EXERCISE INSTRUCTIONS:
Repeat only the stretch of lines below that runs from the line with "In this picture, where can the blurred" through the line with "In this picture, where can the thin", unaltered.

SUPPLIED DATA:
((
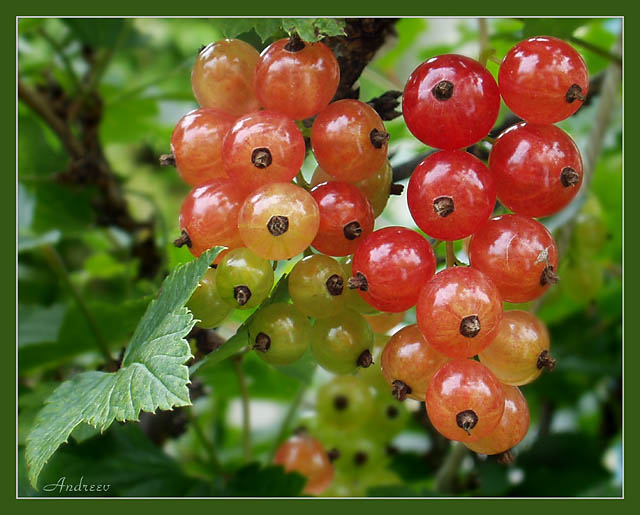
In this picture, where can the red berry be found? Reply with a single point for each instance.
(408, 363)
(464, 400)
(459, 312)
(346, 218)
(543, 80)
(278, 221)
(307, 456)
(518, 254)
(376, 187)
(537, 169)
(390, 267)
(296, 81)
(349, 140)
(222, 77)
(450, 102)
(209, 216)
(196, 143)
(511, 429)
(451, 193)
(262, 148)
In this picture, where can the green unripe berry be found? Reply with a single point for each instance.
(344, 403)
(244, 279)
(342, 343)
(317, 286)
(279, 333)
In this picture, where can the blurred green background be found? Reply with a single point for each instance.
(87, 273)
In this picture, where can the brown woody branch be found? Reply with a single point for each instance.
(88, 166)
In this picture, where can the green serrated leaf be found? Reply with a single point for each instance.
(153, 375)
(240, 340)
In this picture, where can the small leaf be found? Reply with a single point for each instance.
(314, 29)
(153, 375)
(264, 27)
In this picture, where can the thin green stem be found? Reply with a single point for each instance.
))
((
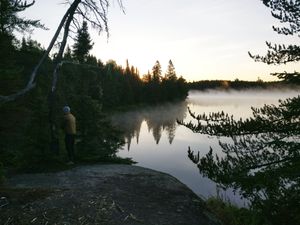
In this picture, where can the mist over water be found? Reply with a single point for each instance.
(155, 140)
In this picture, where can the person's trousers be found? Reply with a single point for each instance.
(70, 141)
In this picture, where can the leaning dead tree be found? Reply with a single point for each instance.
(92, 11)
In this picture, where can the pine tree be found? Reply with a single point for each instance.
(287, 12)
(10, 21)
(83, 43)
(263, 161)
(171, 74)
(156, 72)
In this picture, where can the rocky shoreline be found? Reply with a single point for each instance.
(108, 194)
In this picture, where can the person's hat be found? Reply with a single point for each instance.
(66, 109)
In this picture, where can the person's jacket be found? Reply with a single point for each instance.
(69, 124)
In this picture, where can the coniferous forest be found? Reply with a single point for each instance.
))
EXERCISE RESULT:
In this picture, where can the blurred green background be found? Reply with a single point for each instance.
(87, 273)
In this picture, where can the brown woody branch be found? Reply with a single point for each instance.
(88, 166)
In this picture, where can the green serrated leaf be found? Reply with a single point for each instance.
(153, 375)
(240, 340)
In this picture, where can the small leaf be found? Reply with a single point for each instance.
(314, 29)
(153, 375)
(264, 27)
In this picture, where can the thin green stem be found? Reply with a single point for each instance.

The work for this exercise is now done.